__Task description__
Gather, from the listing beneath this task, every line holding the string "front".

__Records to use__
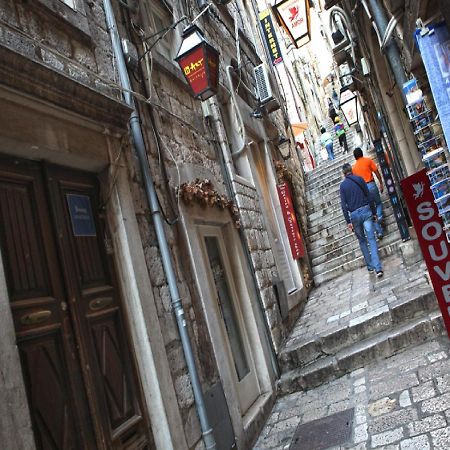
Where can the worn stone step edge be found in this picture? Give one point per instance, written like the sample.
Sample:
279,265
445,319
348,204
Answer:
302,352
316,211
331,274
336,226
342,236
381,346
346,253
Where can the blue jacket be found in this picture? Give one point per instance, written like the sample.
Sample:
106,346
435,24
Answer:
354,196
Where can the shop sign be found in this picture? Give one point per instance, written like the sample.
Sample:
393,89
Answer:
290,221
293,16
431,236
81,215
270,36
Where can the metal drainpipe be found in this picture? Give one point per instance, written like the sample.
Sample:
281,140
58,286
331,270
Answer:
391,49
139,147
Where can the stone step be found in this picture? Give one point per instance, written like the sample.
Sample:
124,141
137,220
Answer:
335,218
332,210
352,254
385,250
348,241
346,251
341,233
300,351
380,334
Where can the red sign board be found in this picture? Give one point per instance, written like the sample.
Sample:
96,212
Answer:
290,221
194,68
431,236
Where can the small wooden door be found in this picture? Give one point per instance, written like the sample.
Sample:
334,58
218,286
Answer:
81,381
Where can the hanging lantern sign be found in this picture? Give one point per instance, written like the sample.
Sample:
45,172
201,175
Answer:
293,16
349,106
199,62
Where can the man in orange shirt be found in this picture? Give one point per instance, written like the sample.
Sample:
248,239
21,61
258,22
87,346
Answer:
366,168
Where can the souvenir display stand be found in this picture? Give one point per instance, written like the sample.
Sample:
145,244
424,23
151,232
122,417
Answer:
435,156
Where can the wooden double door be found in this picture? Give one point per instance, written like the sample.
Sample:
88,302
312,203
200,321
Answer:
82,386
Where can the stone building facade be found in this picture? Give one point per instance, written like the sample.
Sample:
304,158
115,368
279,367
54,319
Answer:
377,82
91,352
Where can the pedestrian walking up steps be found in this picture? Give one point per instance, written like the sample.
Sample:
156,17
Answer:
358,318
332,248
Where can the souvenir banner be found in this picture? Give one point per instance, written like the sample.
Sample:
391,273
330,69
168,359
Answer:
392,191
435,51
270,36
431,237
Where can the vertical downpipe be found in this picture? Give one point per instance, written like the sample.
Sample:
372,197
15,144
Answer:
139,147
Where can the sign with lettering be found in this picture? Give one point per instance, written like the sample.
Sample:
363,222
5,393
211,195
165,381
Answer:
270,36
431,236
81,216
293,16
290,221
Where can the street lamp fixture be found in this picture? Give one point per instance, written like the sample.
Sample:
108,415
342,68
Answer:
284,147
293,16
349,105
199,62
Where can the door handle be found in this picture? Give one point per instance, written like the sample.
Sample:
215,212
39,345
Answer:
36,317
100,303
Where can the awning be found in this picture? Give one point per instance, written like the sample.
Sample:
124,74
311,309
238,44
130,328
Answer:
298,128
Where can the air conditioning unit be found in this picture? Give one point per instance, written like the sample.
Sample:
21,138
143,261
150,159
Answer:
267,101
263,88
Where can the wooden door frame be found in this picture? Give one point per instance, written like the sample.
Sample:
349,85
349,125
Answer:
192,216
146,334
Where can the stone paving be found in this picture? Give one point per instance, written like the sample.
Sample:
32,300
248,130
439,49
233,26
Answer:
402,402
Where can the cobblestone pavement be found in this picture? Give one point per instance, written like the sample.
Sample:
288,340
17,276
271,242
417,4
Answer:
402,402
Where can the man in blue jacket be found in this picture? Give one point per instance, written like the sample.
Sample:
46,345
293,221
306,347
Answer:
360,212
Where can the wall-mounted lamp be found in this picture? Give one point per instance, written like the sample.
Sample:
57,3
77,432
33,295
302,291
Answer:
349,105
199,62
284,147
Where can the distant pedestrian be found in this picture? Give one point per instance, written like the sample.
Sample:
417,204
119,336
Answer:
332,114
326,141
339,129
359,212
366,169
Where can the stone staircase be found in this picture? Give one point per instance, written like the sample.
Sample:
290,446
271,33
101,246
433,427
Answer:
332,248
351,317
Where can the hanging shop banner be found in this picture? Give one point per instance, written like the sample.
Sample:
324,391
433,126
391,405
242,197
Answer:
290,221
435,51
431,236
293,16
270,36
392,191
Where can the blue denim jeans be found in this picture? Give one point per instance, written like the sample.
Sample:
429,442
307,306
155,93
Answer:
329,148
363,226
375,193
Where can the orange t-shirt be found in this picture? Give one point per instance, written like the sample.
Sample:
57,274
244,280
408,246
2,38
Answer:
364,167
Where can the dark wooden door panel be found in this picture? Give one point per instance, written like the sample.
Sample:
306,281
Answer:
96,302
39,307
44,368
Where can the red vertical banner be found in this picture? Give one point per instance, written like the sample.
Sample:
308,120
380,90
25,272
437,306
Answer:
431,236
290,221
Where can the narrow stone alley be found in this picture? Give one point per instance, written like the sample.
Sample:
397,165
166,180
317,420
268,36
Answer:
366,365
374,350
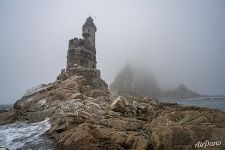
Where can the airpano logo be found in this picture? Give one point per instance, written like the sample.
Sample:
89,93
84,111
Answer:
207,143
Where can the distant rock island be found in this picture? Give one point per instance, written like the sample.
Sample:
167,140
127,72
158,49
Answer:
182,92
83,115
131,81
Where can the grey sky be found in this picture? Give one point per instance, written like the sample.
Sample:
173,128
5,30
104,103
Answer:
180,41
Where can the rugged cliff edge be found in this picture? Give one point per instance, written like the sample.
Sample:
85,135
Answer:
85,118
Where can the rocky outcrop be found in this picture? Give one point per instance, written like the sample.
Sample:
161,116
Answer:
82,118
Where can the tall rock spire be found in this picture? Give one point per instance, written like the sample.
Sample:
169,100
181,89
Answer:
81,56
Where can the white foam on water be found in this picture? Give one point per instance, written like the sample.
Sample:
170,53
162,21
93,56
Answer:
15,136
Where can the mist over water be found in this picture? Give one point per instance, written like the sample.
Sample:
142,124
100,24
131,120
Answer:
180,42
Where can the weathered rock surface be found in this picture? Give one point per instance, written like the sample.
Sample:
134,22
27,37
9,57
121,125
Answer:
85,118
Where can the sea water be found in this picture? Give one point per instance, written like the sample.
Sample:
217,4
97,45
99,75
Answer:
21,135
213,102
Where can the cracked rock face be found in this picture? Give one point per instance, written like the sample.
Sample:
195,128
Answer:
85,118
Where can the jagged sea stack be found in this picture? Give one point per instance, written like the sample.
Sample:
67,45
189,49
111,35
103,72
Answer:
81,56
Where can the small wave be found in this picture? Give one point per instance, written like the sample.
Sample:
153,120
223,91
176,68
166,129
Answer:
21,135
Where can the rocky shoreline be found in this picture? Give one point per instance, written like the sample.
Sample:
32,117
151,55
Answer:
82,117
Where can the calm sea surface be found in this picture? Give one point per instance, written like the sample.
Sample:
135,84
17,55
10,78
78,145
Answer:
208,102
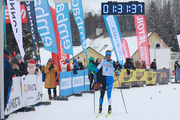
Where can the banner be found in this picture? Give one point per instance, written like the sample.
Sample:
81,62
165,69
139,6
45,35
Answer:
115,35
61,57
29,6
78,81
77,10
142,39
125,49
178,38
64,27
66,83
15,18
15,99
45,25
23,14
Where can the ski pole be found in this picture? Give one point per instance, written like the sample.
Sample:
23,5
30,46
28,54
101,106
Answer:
122,97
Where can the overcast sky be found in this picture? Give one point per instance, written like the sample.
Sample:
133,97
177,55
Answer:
93,6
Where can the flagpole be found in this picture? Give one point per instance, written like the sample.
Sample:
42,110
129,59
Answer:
1,63
5,41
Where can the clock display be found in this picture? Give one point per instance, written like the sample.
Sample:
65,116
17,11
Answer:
122,8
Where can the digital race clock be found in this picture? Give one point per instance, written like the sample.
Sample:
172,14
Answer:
122,8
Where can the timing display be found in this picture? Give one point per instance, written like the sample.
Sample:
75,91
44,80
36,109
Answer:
122,8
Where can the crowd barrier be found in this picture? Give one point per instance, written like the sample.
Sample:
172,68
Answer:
25,91
139,77
73,83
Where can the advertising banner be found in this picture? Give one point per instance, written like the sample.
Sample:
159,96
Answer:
66,83
15,18
140,77
150,77
15,100
45,25
78,81
23,15
162,76
86,81
125,49
142,39
64,27
31,18
77,10
29,87
115,35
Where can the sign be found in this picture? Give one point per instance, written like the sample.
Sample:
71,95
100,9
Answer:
122,8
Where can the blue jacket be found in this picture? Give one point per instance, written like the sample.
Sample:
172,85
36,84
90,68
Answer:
8,73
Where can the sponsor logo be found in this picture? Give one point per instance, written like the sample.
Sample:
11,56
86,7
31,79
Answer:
13,103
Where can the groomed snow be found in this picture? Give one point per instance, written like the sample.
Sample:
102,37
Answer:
159,102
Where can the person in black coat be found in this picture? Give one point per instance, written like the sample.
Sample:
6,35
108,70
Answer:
153,65
9,72
22,66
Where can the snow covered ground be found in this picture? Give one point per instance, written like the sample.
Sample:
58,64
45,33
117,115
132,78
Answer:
159,102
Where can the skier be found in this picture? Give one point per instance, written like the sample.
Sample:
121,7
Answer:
108,68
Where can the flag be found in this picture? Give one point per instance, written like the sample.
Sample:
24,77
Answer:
115,35
45,25
64,27
31,18
142,38
77,10
178,38
15,18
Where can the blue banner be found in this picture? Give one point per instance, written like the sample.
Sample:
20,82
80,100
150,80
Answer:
45,25
66,83
30,13
77,10
86,80
64,27
115,35
78,81
178,74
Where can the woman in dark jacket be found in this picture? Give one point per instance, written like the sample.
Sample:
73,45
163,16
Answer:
98,75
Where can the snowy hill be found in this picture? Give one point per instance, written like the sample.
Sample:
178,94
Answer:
144,103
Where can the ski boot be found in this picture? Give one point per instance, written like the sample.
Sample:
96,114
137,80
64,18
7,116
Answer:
109,109
100,109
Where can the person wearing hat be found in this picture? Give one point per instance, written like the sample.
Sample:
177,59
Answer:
108,68
32,69
9,72
22,66
50,79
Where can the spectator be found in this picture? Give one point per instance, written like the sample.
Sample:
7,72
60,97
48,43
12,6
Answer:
50,79
91,68
129,65
75,66
9,72
143,64
119,67
32,69
79,61
138,64
98,76
153,65
64,66
22,67
175,69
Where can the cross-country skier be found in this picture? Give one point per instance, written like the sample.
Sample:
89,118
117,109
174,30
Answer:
108,68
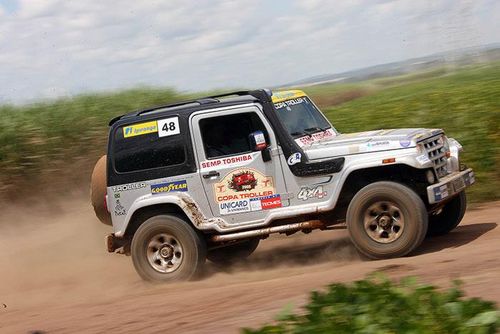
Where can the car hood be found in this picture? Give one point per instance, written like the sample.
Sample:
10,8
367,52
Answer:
368,141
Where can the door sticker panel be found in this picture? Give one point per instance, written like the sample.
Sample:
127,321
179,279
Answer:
245,190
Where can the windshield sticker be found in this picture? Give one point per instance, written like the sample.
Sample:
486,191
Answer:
285,95
288,103
405,142
236,161
168,127
243,184
315,137
139,129
169,187
308,193
295,158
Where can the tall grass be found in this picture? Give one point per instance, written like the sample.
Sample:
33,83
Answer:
466,104
54,145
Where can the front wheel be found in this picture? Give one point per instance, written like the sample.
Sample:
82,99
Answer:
166,248
448,217
386,220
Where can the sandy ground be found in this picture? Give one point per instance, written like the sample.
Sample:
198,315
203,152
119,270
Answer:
56,276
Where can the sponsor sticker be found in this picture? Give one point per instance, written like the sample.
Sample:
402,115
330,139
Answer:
119,209
243,184
130,186
235,161
231,207
295,158
423,159
405,142
265,203
168,127
139,129
315,137
306,193
169,187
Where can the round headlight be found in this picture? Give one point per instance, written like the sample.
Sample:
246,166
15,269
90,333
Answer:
430,176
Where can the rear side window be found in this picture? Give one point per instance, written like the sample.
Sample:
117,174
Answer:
228,135
148,145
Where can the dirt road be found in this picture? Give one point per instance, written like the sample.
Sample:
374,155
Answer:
56,276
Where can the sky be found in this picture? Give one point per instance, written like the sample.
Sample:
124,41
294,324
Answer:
56,48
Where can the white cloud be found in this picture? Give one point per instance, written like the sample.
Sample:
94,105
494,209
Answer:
54,47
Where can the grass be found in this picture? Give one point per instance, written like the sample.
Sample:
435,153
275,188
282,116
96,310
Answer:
54,145
376,305
466,104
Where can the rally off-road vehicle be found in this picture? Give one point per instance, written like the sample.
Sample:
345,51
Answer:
209,178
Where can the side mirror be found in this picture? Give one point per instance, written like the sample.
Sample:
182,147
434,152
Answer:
257,141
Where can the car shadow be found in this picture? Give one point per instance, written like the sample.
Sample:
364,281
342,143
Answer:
459,237
338,250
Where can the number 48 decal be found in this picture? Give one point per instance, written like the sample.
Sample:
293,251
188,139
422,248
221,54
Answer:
168,127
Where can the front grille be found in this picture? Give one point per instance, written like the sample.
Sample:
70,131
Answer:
437,154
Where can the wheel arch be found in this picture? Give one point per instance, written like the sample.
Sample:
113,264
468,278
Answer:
356,179
143,213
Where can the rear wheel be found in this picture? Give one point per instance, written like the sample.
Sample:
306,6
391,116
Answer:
448,217
386,219
166,248
230,254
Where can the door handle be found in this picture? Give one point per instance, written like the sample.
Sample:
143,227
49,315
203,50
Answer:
211,174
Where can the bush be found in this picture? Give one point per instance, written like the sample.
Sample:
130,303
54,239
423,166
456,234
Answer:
376,305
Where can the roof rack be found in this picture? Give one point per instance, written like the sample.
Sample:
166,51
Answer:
201,101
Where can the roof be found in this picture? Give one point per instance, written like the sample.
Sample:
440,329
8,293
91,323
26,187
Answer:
231,98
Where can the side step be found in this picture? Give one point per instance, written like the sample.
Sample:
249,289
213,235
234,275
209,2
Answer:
310,225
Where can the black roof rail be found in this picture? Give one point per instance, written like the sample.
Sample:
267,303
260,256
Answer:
205,100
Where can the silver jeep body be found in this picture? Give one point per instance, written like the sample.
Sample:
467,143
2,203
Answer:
243,192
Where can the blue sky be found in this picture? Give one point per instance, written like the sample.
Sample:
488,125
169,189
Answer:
54,48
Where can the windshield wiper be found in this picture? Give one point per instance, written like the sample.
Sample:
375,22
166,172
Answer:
315,129
300,134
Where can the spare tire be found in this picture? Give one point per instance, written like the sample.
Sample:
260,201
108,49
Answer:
98,191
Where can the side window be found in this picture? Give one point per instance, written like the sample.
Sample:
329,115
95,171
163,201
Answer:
228,135
149,145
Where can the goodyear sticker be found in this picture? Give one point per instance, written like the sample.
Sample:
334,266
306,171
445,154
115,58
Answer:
168,187
140,129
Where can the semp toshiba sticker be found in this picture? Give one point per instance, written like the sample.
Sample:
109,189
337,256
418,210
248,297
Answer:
236,161
244,183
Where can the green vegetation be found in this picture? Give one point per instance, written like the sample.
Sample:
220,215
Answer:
51,145
380,306
465,103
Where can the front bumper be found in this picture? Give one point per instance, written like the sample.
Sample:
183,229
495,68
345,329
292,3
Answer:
450,185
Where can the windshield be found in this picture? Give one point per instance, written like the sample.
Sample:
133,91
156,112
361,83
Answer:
301,117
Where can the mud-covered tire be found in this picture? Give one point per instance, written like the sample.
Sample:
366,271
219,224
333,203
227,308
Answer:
98,191
449,217
386,220
233,253
166,248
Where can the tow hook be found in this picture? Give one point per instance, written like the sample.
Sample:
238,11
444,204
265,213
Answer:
119,245
111,244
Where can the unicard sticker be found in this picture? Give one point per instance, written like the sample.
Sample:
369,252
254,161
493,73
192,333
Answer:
242,184
295,158
306,193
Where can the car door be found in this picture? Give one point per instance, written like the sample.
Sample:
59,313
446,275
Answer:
240,185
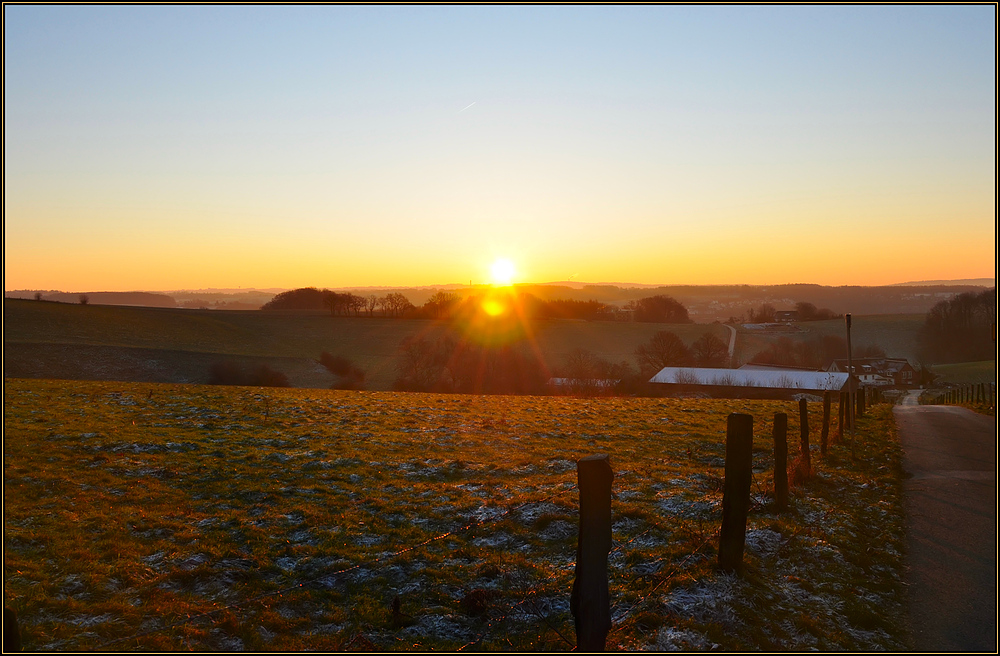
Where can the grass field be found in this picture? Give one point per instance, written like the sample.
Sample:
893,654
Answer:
965,373
166,517
896,333
57,340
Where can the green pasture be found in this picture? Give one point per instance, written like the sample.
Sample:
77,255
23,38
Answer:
165,517
57,340
965,373
895,333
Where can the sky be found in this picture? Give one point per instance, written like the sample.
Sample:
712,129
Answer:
170,147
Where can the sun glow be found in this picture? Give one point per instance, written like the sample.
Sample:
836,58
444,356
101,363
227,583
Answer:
502,271
493,307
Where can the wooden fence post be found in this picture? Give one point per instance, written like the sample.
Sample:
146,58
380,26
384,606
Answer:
840,418
11,633
736,491
590,601
780,460
804,436
825,435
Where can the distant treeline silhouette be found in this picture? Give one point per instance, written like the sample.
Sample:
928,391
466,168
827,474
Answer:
444,305
228,372
960,330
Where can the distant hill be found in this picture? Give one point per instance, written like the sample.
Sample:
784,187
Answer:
978,282
145,299
705,303
104,342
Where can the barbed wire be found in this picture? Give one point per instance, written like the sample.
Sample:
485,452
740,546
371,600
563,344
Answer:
384,560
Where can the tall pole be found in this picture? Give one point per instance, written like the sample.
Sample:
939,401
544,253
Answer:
850,381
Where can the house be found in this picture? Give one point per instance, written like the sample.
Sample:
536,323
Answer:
582,385
775,367
747,383
879,372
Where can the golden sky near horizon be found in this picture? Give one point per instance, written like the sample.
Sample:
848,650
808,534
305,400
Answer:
170,147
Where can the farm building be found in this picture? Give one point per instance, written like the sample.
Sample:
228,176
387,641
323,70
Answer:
746,383
581,385
880,372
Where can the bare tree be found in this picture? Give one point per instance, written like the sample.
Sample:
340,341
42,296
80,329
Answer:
709,351
664,349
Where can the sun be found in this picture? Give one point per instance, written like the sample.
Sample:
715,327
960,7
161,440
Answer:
502,271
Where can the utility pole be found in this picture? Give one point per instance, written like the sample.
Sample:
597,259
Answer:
850,381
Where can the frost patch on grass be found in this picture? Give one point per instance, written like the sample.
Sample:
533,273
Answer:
558,530
531,512
678,505
560,466
286,563
671,639
498,539
708,601
440,627
487,513
763,541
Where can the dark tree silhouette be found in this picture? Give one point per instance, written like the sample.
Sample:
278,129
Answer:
960,330
348,375
660,309
304,298
664,349
710,351
228,372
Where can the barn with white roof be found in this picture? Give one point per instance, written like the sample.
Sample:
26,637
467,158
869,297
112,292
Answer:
747,382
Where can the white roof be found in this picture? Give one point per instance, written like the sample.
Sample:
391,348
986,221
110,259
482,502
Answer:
804,380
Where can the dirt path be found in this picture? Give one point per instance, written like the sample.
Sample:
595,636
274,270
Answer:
950,456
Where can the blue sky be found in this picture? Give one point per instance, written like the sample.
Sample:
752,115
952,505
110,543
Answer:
161,147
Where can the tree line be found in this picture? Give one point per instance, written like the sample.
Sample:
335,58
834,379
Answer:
767,313
445,305
962,329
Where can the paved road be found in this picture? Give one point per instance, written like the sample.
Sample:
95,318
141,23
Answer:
950,455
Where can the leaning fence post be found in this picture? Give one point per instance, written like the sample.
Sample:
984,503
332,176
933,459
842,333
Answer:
825,435
11,634
780,460
840,418
804,436
590,601
736,491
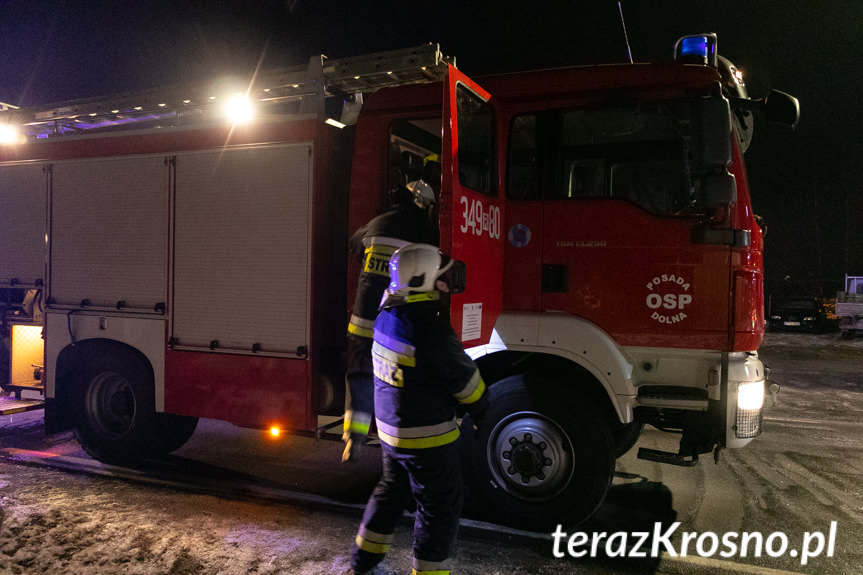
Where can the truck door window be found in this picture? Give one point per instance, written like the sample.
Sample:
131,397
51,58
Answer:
637,153
475,141
523,168
415,146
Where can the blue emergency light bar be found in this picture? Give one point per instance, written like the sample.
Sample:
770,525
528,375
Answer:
697,49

__Response to the task__
Where can the front wheel be found in this picture? Give one point per instance, written like the sample.
Where can the front grille be found in this picture? Give one point per instance, written like the sample.
Where can the front bumper be found in this picture? Give one point per instance, written like the sample.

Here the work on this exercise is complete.